> _Given records_:
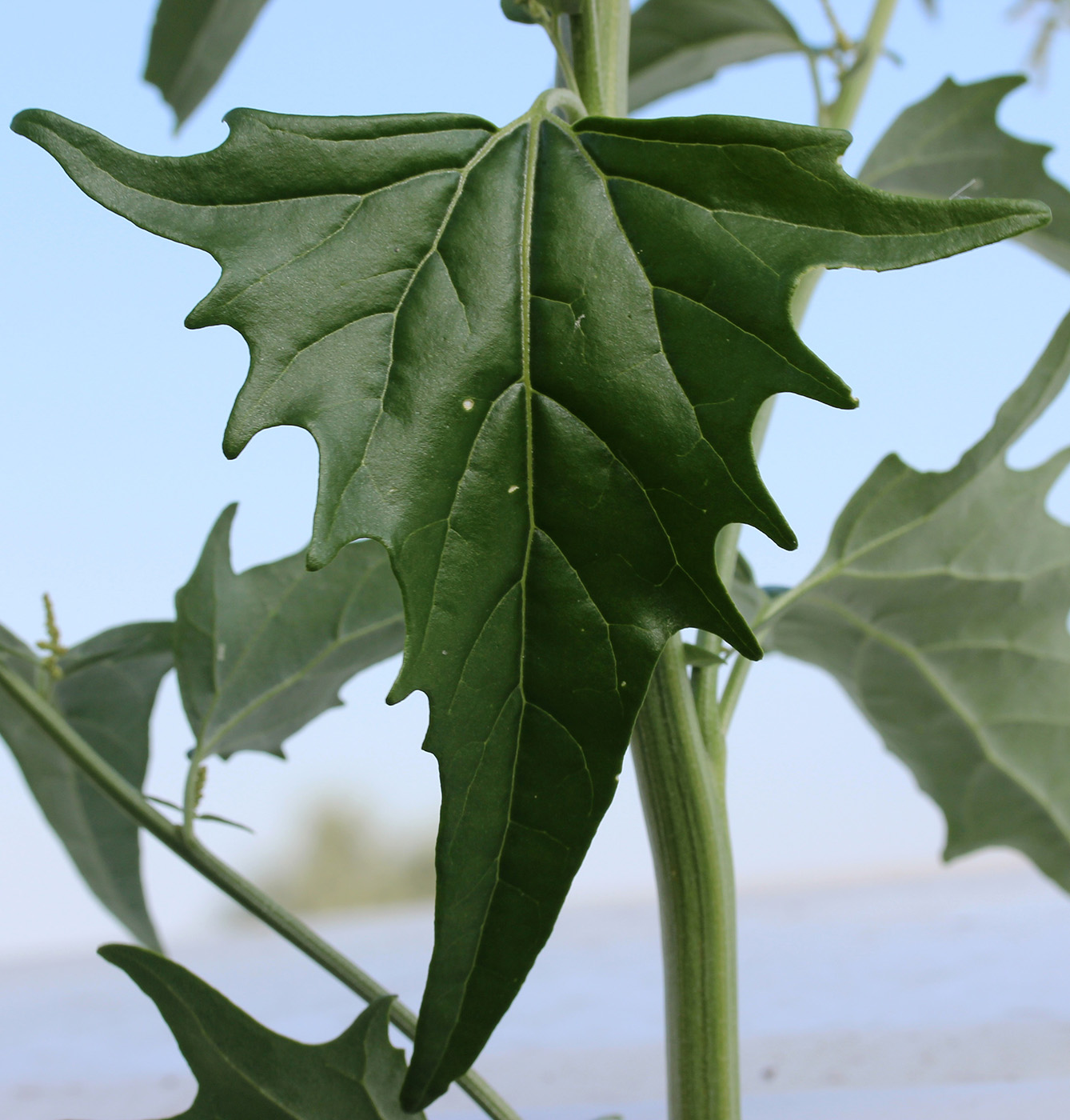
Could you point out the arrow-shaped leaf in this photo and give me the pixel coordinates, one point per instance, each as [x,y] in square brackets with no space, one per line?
[680,42]
[193,41]
[243,1070]
[949,143]
[531,358]
[106,692]
[262,653]
[940,606]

> _Task prompt_: Recast the records above as a Markdown table with the columns Row and Line, giving each non-blank line its own numbered row. Leave the pictures out.

> _Written solution_:
| Row | Line |
|---|---|
| 1 | Could you point out the arrow-shaped leaf in this photo and give me the pixel coordinates, one point per instance, each as [x,y] in square brackets with no space, one per line? |
| 2 | [680,42] |
| 3 | [193,41] |
| 4 | [243,1070] |
| 5 | [949,143] |
| 6 | [531,358] |
| 7 | [106,692] |
| 8 | [262,653] |
| 9 | [940,606] |